ÜBUNGSTEXT:
Die Heimbetreiber und Pflegedienste müssen kreativ sein, um unter diesen Bedingungen rentabel arbeiten zu können. Leider bleibt dabei so manches Mal der Pflegebedürftige auf der Strecke.

Der Rohstoff, aus dem Altenheimbetreiber und ambulante Pflegedienste ihre Gewinne generieren, sind Menschen. Einerseits die Pflegebedürftigen in den Heimen, andererseits die angestellten Altenpfleger. Beiden kann es schlecht ergehen, wenn sie an die falsche Einrichtung geraten. Die einen werden stundenlang in ihrem Urin liegengelassen oder liegen sich wund, weil die Pfleger keine Zeit für sie haben. Die anderen müssen über die Gänge hetzen, um ihrer Aufgabe auch nur halbwegs gerecht werden zu können und sind nach nur wenigen Dienstjahren völlig resigniert und ausgebrannt. Heute arbeiten bundesweit rund 900.000 Pfleger in Heimen und in der ambulanten Pflege. Altenpfleger stehen im öffentlichen Ansehen ganz unten. In den Beliebtheitsumfragen der großen Meinungsforschungsinstitute landet der Beruf in der Regel auf einem der letzten Plätze. Doch nicht nur das Ansehen ist schlecht, sondern auch die Bezahlung. Eine im Altenheim angestellte Fachkraft kommt laut Tarifvertrag auf rund 1.800 Euro brutto im Monat. Im ambulanten Pflegedienst sind die Löhne oft weit geringer. Natürlich macht die schlechte Bezahlung den Beruf unattraktiv – mit der Folge, dass in Zukunft ein massiver Fachkräftemangel droht.

Doch die Löhne sind bei Weitem nicht das einzige Problem der Berufsgruppe. Kaputter Rücken, Depressionen, chronische Kopfschmerzen und andere Krankheitsbilder sind unter Altenpflegern laut Krankenkassenstatistiken weit stärker verbreitet als in den meisten anderen Berufen. Dies wiederum ist nach Aussage von Pflegeforschern eine Folge der stetigen Überforderung. Die Personaldecke ist häufig sehr dünn gestrickt. Die Krankenstände und die Fluktuation sind gleichzeitig so hoch, dass die meisten Pfleger ständig mehr arbeiten müssen, als in ihrem Arbeitsvertrag steht. Eine Überforderung ist programmiert – die sich auf dem Rücken der Pflegebedürftigen entlädt.

Zur »gefährlichen Pflege«, bei der aus Personalmangel die Unversehrtheit der Pflegebedürftigen nicht mehr gewährleistet werden kann, scheint es besonders häufig dann zu kommen, wenn die Gewinnerwartungen der Investoren zu groß sind und langfristige Planungen im Pflegebetrieb eine untergeordnete Rolle spielen. Kein Wunder, dass angesichts solcher Missstände im Pflegesystem viele Menschen Angst vor dem haben, was sie erwarten könnte. Zwei Drittel der Deutschen fürchten sich davor, im Alter gepflegt werden zu müssen. Bei den über 60-jährigen Befragten sagten dies sogar fast 80 Prozent. Je höher das Einkommen, ergab die Studie des Marktforschungsinstituts Allensbach, desto geringer sei, so die wenig überraschende Erkenntnis, die Angst, im Alter zum Pflegefall zu werden.

VORLIEGENDE DATENSÄTZE:

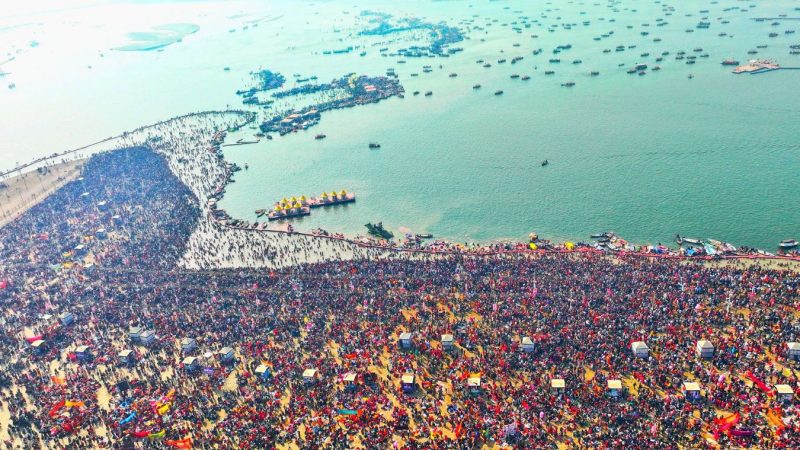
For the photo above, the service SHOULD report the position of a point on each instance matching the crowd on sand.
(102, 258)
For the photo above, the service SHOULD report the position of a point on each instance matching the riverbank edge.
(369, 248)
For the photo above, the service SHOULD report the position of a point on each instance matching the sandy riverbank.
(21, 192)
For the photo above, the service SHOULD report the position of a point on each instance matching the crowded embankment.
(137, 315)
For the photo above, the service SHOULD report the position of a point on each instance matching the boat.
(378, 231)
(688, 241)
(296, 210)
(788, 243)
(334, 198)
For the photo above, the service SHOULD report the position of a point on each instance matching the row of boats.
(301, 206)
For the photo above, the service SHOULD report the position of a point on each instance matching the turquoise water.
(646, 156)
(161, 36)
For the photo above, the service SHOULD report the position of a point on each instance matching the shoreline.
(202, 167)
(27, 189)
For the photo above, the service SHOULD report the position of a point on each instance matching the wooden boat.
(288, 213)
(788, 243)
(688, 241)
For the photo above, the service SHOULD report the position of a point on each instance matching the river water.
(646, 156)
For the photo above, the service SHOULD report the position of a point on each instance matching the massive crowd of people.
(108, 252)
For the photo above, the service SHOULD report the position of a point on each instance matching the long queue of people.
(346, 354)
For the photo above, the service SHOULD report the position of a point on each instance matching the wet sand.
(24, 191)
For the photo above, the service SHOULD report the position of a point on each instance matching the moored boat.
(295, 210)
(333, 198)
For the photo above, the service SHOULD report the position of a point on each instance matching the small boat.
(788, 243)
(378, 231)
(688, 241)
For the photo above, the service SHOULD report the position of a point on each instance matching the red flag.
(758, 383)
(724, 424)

---

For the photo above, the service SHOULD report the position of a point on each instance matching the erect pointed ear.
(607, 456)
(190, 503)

AUFGABE: Führen Sie den Text über die Lage in der Altenpflege nach seinem letzten Satz weiter.

ANTWORT ZUR AUFGABE:
Dass das deutsche Pflegesystem derart anfällig für Pflegeskandale ist, liegt zum großen Teil an grundlegenden Konstruktionsfehlern. Darunter ist das bislang dreistufige System der Pflegestufen – Stufe 1 ist die niedrigste, 3 die höchste –, in dem es kaum Anreize für Heime und Pflegedienste gibt, die Senioren so lange wie möglich in ihrer Selbstständigkeit zu unterstützen oder diese wieder herzustellen; das lückenhafte System der Qualitätskontrolle, bei dem sich Prüfer vom Medizinischen Dienst der Krankenversicherung (MDK) und der staatlichen Heimaufsichten vor Kontrollbesuchen oft noch immer anmelden – und das diesen Aufsichtsorganen keinerlei Kontrolle über die behandelnden Ärzte erlaubt; und nicht zuletzt die strengen Datenschutzbestimmungen von Heimaufsichten und Pflegekassen, die dazu führen, dass Öffentlichkeit, Angehörige und sogar die Heimbewohner selbst nur in Ausnahmefällen davon erfahren, wenn in der eigenen Seniorenresidenz schwerste Pflegemängeln festgestellt werden.

Muss man also tatsächlich Angst vor der eigenen Pflegebedürftigkeit haben? Kann man Mutter oder Vater guten Gewissens in eine stationäre Pflegeeinrichtung einziehen lassen – oder von einem ambulanten Pflegedienst betreuen lassen? Dieses Buch fühlt den Problemen des Pflegesystems auf den Zahn – und versucht all jene, die sich im Dickicht des deutschen Pflegedschungels zurechtfinden müssen, hellhörig zu machen für Fallstricke und Gefahren, die auf dem Weg lauern. In der Hoffnung, dass sich gute Pflege gegen solche, die nur abzocken will, auf lange Sicht durchsetzen kann.